ПЕРЕЧЕНЬ ЗАДАНИЙ:
(a) Выпишите из текста упражнения фрагмент от слов «Он не мог допустить, что» до слов «нищей моей жизни.».
(b) Как, согласно тексту упражнения, называлась гостиница, в которой рассказчик снимал самый дешевый номер в третью зиму?

ТЕКСТ УПРАЖНЕНИЯ:
================================

Если не было шторма, на рассвете я уходил в море. Один. Или же брал с собою своего приятеля. Это время было расцветом нашей дружбы, которая, казалось, никогда не кончится.
Кроме ощущения полной свободы, море дало возможность заработка. При помощи самодура – намотанной на кусок коры пробкового дуба крепкой лески с грузилом и двенадцатью крючками, замаскированными разноцветными птичьими пёрышками, ловилась ставрида, скумбрия, а ближе к декабрю – спускающаяся сюда зимовать из Азовского моря крупная сельдь. Как правило, удавалось поймать так много, что решётчатое днище шлюпки было покрыто слоем рыбы.
На берегу у причала уже ждали торговки с базара. Они шустро перекладывали улов в клеёнчатые сумки, платили мне, сколько бы не было рыб, всегда одну и ту же сумму денег. Небольшую. Но её хватало, чтобы снимать во вторую зиму комнатёнку близ причала, а в третью – на самый дешёвый номер, каморку в гостинице «Абхазия». Без окна.
Дело в том, что приятель, у которого я спервоначалу остановился, помирал от ревности. Ни разу, ни слова не говоря об этом, он ревновал меня к своим абхазским горам, своему абхазскому морю, своему Сухуми. Боялся, как бы я всё это не воспел вперёд него.
Он не мог допустить, что у меня свой путь, свой взгляд. Не замыкающийся на экзотике. Было грустно и смешно постоянно ощущать болезненную, маниакальную ревность. Тем более, я любил его самого, стихи, которые он тогда писал. Некоторые до сих пор помню наизусть.
Чудесное время, когда мы вслух читали «Фиесту», быстро кончилось. Я съехал.
Но мы встречались почти каждый день. То ловили рыбу, то его добрая мама приглашала к ним на обед и, откровенно говоря, это было подспорьем в довольно–таки нищей моей жизни.

================================

ПЕРЕЧЕНЬ МАТЕРИАЛОВ:
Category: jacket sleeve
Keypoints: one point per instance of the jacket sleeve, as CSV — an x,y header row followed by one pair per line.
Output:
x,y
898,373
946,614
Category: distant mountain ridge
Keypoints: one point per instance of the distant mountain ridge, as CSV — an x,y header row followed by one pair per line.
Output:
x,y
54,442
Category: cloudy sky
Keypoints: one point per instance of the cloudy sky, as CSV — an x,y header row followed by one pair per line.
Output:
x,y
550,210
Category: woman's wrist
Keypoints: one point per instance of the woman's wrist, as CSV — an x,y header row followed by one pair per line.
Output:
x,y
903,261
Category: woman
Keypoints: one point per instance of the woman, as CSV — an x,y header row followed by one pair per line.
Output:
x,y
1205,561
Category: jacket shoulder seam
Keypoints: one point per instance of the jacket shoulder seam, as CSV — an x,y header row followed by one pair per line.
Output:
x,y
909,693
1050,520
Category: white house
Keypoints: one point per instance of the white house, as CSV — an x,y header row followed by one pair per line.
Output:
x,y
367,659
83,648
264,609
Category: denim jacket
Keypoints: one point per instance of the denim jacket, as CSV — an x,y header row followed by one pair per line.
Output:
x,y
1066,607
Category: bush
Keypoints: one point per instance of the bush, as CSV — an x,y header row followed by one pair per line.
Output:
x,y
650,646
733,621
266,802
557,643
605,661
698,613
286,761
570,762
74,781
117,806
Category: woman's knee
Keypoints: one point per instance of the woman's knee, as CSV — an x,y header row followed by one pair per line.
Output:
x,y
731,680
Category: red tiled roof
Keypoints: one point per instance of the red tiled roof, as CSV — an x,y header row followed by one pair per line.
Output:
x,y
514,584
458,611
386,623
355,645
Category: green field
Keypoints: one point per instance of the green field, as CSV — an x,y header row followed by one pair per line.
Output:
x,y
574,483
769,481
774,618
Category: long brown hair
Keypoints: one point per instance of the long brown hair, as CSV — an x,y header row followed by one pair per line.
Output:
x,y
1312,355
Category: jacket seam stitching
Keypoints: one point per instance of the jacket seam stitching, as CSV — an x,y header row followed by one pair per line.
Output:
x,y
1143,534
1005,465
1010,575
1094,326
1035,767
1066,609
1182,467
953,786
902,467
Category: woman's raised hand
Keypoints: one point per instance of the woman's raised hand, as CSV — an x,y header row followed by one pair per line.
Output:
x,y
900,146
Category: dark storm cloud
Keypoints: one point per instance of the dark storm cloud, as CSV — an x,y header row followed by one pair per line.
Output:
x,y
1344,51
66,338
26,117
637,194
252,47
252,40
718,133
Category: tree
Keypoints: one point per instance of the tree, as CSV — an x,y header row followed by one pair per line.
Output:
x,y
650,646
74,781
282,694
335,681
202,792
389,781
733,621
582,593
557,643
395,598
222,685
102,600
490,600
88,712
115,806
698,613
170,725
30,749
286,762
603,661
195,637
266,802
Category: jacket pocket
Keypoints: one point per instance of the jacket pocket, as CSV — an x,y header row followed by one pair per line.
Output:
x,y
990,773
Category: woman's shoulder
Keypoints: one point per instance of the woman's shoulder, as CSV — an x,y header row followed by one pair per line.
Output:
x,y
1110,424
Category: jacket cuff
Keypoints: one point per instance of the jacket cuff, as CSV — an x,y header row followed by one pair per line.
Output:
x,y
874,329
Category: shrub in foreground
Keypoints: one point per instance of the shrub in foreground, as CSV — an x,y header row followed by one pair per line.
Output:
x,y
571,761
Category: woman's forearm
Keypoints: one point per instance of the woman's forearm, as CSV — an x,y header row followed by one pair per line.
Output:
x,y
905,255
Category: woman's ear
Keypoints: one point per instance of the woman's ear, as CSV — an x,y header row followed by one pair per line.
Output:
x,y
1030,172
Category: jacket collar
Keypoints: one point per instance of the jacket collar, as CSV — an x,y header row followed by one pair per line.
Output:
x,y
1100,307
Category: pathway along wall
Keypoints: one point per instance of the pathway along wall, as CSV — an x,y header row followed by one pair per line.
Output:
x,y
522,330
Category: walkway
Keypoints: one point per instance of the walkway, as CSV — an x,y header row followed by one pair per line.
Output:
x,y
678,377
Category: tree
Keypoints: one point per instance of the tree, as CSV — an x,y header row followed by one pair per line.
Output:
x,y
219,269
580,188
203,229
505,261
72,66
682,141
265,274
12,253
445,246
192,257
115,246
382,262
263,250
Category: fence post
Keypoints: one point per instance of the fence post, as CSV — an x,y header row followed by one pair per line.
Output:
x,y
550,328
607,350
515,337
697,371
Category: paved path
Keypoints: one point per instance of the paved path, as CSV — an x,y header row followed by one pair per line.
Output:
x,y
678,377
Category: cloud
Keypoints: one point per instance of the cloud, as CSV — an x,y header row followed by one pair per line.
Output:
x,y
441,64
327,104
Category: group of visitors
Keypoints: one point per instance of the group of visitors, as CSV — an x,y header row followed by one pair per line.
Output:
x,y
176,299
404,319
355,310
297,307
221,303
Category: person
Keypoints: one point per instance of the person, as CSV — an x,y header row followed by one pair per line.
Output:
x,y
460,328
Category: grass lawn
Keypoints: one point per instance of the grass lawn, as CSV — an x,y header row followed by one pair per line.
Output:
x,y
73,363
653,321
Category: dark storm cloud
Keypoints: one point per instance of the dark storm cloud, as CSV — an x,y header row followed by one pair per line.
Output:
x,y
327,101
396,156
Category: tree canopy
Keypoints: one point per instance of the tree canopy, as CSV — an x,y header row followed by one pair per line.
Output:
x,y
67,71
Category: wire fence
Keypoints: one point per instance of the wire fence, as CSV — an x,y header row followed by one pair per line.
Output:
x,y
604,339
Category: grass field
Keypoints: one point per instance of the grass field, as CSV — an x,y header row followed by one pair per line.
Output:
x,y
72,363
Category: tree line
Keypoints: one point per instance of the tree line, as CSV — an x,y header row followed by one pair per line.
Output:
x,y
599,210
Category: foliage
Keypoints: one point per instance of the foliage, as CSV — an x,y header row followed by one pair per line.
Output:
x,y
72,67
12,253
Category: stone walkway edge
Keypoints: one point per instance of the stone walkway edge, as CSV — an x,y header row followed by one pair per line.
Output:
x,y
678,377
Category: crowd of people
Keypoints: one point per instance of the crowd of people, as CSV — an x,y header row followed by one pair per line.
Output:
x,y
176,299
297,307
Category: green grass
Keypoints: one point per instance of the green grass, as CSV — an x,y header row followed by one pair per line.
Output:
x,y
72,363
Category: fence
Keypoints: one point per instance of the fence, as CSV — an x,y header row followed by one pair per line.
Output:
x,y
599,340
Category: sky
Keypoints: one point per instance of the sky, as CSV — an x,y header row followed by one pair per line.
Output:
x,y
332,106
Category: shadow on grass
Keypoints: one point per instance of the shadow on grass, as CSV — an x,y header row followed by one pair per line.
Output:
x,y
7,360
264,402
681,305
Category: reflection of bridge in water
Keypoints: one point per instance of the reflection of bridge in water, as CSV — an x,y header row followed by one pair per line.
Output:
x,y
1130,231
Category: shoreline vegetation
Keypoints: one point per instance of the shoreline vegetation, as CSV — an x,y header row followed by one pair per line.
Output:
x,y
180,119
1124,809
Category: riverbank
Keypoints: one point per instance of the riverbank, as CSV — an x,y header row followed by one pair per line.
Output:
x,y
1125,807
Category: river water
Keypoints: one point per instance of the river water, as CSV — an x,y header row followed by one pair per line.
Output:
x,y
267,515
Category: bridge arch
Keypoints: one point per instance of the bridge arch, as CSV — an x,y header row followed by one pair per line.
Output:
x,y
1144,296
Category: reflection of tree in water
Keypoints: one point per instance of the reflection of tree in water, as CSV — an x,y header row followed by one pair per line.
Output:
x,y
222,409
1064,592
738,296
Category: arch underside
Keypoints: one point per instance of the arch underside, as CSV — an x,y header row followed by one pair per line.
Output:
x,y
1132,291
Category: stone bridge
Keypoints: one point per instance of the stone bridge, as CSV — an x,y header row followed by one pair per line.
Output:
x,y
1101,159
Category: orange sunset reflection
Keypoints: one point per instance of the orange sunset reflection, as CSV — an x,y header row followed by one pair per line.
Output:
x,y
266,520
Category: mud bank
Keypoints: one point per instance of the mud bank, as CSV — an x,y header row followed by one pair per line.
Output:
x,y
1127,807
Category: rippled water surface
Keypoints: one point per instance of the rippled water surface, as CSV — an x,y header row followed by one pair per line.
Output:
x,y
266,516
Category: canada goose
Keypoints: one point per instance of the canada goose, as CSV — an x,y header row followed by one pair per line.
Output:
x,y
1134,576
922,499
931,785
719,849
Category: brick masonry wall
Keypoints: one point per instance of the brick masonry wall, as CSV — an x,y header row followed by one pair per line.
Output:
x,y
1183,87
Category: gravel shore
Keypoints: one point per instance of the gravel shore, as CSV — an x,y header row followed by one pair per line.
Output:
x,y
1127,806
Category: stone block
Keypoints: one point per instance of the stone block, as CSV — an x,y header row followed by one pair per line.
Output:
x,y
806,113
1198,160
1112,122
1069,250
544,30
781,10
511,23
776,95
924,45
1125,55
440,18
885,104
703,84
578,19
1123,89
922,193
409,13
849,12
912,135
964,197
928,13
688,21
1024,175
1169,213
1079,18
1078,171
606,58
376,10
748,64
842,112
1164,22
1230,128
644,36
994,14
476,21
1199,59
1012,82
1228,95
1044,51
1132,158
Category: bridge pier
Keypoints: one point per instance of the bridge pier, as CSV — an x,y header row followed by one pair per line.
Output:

================================

ОТВЕТЫ НА ЗАДАНИЯ:
(a)
Он не мог допустить, что у меня свой путь, свой взгляд. Не замыкающийся на экзотике. Было грустно и смешно постоянно ощущать болезненную, маниакальную ревность. Тем более, я любил его самого, стихи, которые он тогда писал. Некоторые до сих пор помню наизусть.
Чудесное время, когда мы вслух читали «Фиесту», быстро кончилось. Я съехал.
Но мы встречались почти каждый день. То ловили рыбу, то его добрая мама приглашала к ним на обед и, откровенно говоря, это было подспорьем в довольно–таки нищей моей жизни.

(b) «Абхазия».